* _Source excerpt_:
Skip to content

HyperbytedbCluster

The HyperbytedbCluster custom resource declares a HyperbyteDB database deployment. The operator reconciles this into a StatefulSet, headless Service, client Service, PVCs, ConfigMaps, and optional monitoring resources.


Quick Start

Single Node

A minimal single-node deployment for development or testing:

apiVersion: hyperbytedb.hyperbyte.cloud/v1alpha1
kind: HyperbytedbCluster
metadata:
  name: hyperbytedb-single
  namespace: default
spec:
  replicas: 1
  image: hyperbytedb:latest
  version: "1.0.0"
  server:
    port: 8086
  storage:
    backend: local
    volumeClaimTemplate:
      size: 5Gi
  resources:
    requests:
      cpu: 250m
      memory: 512Mi
    limits:
      cpu: "1"
      memory: 2Gi

Three-Node Cluster

A production-ready cluster with replication, monitoring, and failover:

apiVersion: hyperbytedb.hyperbyte.cloud/v1alpha1
kind: HyperbytedbCluster
metadata:
  name: hyperbytedb-cluster
  namespace: default
spec:
  replicas: 3
  image: hyperbytedb:latest
  version: "1.0.0"
  server:
    port: 8086
    requestTimeoutSecs: 30
    queryTimeoutSecs: 30
  storage:
    backend: local
    volumeClaimTemplate:
      size: 10Gi
  flush:
    intervalSecs: 10
    walSizeThresholdMb: 64
    timeBucketDuration: "1h"
  compaction:
    enabled: true
    intervalSecs: 300
    minFilesToCompact: 4
    targetFileSizeMb: 256
  chdb:
    poolSize: 4
  logging:
    level: info
    format: json
  resources:
    requests:
      cpu: 500m
      memory: 1Gi
    limits:
      cpu: "2"
      memory: 4Gi
  cluster:
    heartbeatIntervalSecs: 2
    heartbeatMissThreshold: 5
    antiEntropyIntervalSecs: 60
    replicationMaxRetries: 5
    raftHeartbeatIntervalMs: 300
    raftElectionTimeoutMs: 1000
  monitoring:
    enabled: true
    serviceMonitor: true
  failover:
    enabled: true
    maxFailoverCount: 1
    failoverTimeoutSecs: 300
  podAnnotations:
    prometheus.io/scrape: "true"
    prometheus.io/port: "8086"

High-Availability with S3 and Autoscaling

A full-featured deployment with S3 storage, autoscaling, TLS, and zone-aware scheduling:

apiVersion: hyperbytedb.hyperbyte.cloud/v1alpha1
kind: HyperbytedbCluster
metadata:
  name: hyperbytedb-ha
  namespace: default
spec:
  replicas: 5
  image: hyperbytedb:latest
  version: "1.0.0"
  server:
    port: 8086
    requestTimeoutSecs: 60
    queryTimeoutSecs: 60
  storage:
    backend: s3
    volumeClaimTemplate:
      size: 50Gi
      storageClassName: fast-ssd
    s3:
      bucket: hyperbytedb-data
      prefix: "production/"
      region: us-east-1
      credentialsSecretName: hyperbytedb-s3-credentials
  flush:
    intervalSecs: 5
    walSizeThresholdMb: 128
    timeBucketDuration: "1h"

* _Data rows_:

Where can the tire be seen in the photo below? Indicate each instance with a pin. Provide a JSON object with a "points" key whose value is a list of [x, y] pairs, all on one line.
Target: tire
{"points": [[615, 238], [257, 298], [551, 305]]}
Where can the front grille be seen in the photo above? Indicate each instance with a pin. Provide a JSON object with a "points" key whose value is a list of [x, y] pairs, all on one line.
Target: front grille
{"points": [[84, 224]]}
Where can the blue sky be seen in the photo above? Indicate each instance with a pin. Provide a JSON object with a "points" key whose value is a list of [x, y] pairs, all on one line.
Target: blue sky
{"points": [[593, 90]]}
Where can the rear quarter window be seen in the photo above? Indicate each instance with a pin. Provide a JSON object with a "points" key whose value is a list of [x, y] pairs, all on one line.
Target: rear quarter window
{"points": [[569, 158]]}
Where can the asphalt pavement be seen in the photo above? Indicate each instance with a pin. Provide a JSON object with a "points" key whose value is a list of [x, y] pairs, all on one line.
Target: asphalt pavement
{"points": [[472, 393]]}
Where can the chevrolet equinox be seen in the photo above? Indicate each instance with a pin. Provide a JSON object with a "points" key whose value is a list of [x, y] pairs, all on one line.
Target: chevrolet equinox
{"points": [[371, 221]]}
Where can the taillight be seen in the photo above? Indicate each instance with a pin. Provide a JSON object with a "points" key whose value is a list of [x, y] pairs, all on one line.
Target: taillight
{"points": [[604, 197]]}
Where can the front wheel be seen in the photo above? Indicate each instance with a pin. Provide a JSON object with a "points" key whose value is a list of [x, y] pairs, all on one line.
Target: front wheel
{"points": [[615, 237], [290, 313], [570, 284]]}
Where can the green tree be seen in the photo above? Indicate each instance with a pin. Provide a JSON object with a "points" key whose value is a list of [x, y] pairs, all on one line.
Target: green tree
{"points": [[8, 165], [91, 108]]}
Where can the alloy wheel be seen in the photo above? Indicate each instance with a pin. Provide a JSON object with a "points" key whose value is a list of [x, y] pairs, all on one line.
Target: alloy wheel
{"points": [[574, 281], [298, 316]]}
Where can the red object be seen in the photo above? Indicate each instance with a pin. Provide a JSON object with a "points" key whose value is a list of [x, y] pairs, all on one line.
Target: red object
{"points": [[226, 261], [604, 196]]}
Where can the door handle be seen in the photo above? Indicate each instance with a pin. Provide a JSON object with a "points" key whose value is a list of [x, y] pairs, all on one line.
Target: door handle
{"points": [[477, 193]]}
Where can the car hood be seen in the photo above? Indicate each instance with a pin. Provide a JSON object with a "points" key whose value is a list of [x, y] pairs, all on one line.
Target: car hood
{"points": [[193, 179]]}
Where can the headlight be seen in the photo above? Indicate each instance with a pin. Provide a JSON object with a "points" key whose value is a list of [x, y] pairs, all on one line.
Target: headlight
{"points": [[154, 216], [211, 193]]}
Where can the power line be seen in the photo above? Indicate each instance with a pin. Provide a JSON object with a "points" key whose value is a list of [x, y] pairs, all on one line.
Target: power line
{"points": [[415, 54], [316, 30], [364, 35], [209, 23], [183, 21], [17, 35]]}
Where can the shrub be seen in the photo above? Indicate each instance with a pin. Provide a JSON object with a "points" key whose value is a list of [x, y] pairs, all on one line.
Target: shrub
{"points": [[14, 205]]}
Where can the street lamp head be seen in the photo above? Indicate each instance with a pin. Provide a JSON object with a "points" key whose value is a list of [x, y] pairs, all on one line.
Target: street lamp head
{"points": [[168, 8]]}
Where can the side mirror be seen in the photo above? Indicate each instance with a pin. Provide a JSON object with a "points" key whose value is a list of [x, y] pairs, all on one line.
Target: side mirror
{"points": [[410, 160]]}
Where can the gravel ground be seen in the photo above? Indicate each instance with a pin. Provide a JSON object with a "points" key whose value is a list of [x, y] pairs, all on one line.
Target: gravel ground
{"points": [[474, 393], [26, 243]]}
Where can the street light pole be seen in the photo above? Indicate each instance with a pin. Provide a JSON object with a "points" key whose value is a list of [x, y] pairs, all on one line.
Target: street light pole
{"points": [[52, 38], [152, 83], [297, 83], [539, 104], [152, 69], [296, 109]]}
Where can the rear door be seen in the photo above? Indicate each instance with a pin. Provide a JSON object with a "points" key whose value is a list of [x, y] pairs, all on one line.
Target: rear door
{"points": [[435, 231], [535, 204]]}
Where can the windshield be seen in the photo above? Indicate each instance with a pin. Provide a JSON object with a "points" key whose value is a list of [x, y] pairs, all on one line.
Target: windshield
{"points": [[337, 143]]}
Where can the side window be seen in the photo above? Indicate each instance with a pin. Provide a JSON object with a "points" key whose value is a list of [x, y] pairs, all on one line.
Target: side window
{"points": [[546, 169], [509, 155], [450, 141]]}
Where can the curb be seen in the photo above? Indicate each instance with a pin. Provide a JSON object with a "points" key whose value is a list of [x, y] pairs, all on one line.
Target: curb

* _The request_:
Based on the HyperbytedbCluster page, explain in one to three sentences what the single-node example is for and what the three-node example adds.

* _Result for this task_:
The single-node example is a minimal deployment meant for development or testing. The three-node example is a production-ready cluster that adds replication, monitoring, and failover.